- **RECORD SET**:
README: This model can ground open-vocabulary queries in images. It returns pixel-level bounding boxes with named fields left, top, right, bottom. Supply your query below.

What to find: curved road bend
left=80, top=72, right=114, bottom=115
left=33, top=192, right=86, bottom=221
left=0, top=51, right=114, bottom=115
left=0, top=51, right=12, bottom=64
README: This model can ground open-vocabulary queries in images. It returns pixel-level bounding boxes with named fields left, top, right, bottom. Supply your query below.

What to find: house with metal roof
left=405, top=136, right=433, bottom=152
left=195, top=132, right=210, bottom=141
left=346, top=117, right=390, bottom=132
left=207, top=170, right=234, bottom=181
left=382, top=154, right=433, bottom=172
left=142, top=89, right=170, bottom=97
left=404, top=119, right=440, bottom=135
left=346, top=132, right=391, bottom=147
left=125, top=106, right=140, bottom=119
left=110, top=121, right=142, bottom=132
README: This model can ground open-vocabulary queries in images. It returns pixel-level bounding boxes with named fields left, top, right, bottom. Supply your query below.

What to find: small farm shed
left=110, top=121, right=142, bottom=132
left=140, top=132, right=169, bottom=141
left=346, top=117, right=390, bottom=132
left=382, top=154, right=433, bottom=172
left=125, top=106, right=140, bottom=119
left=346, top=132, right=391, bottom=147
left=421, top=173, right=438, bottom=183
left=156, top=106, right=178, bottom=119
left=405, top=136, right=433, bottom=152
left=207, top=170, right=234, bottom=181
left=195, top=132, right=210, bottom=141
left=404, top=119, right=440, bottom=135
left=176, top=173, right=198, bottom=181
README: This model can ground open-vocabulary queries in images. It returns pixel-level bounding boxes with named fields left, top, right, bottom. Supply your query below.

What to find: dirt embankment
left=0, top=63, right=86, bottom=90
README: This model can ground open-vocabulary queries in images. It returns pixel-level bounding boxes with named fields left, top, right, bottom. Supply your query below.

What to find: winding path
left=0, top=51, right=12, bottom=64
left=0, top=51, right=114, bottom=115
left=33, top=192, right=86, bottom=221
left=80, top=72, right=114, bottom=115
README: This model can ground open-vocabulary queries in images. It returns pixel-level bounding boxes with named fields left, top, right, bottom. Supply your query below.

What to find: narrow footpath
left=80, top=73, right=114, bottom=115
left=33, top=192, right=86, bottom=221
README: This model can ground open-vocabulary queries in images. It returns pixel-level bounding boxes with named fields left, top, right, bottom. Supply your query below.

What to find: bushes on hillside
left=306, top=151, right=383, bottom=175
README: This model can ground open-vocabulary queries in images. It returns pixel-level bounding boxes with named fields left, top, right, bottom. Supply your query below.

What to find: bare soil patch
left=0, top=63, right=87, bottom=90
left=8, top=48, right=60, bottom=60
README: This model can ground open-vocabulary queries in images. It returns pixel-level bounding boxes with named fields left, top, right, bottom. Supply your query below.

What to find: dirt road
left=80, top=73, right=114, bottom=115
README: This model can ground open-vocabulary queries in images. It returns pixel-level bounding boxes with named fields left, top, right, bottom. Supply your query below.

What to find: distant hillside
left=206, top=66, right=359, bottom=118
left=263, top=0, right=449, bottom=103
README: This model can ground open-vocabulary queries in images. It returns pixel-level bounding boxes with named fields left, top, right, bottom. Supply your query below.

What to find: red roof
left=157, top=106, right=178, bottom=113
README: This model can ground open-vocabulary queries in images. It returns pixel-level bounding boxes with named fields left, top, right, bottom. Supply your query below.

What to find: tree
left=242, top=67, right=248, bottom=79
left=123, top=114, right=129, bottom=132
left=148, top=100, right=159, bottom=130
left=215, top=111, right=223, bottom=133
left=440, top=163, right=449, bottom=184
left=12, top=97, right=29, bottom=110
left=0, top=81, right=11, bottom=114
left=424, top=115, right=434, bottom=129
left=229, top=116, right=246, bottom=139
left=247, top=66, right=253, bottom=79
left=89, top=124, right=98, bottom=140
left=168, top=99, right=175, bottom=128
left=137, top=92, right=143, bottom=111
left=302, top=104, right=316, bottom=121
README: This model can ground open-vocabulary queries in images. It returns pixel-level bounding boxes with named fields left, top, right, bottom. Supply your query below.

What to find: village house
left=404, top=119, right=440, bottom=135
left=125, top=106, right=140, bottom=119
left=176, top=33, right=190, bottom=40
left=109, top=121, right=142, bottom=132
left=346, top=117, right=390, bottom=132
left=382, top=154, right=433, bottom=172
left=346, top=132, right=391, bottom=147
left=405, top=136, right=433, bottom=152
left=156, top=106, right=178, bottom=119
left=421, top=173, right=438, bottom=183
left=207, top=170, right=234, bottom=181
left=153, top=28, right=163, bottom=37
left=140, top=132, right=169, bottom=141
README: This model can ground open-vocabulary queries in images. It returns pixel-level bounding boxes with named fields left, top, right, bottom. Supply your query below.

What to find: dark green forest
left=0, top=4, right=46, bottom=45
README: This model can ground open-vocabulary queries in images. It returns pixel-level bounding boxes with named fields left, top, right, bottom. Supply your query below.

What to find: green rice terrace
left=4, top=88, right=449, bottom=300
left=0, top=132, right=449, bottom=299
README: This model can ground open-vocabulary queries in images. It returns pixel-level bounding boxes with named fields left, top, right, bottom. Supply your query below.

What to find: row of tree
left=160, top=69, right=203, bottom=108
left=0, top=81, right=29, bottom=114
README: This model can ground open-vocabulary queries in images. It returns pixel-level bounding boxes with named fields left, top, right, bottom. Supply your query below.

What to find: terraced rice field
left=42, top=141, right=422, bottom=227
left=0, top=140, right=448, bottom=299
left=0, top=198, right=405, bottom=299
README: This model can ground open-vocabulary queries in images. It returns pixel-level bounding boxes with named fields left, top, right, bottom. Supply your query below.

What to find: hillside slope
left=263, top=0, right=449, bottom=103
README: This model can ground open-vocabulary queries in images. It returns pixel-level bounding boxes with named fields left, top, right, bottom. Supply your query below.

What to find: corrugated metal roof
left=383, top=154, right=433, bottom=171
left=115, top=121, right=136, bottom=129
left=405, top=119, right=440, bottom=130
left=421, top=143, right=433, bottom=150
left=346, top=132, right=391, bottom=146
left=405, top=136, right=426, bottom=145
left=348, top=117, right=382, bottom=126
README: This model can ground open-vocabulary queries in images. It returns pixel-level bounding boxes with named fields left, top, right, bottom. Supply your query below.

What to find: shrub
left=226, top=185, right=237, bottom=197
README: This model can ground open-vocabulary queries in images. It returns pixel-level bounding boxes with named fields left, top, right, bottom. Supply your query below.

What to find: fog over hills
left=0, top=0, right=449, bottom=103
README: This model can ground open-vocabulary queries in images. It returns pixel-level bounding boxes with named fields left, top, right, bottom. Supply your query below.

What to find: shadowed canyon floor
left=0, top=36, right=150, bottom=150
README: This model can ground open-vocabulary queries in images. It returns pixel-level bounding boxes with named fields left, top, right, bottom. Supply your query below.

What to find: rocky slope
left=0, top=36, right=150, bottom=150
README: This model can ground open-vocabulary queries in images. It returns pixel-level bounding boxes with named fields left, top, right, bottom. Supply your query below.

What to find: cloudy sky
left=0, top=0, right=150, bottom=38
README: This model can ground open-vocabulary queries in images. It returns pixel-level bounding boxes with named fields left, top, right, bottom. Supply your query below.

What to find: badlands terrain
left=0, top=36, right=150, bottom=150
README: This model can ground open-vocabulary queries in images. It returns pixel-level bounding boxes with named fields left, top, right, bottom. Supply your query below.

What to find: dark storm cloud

- **TASK BRIEF**: Please show every line of the listing above that contains the string "road", matching case exactly.

- **TASK RESULT**:
What to find: curved road bend
What to find: dirt road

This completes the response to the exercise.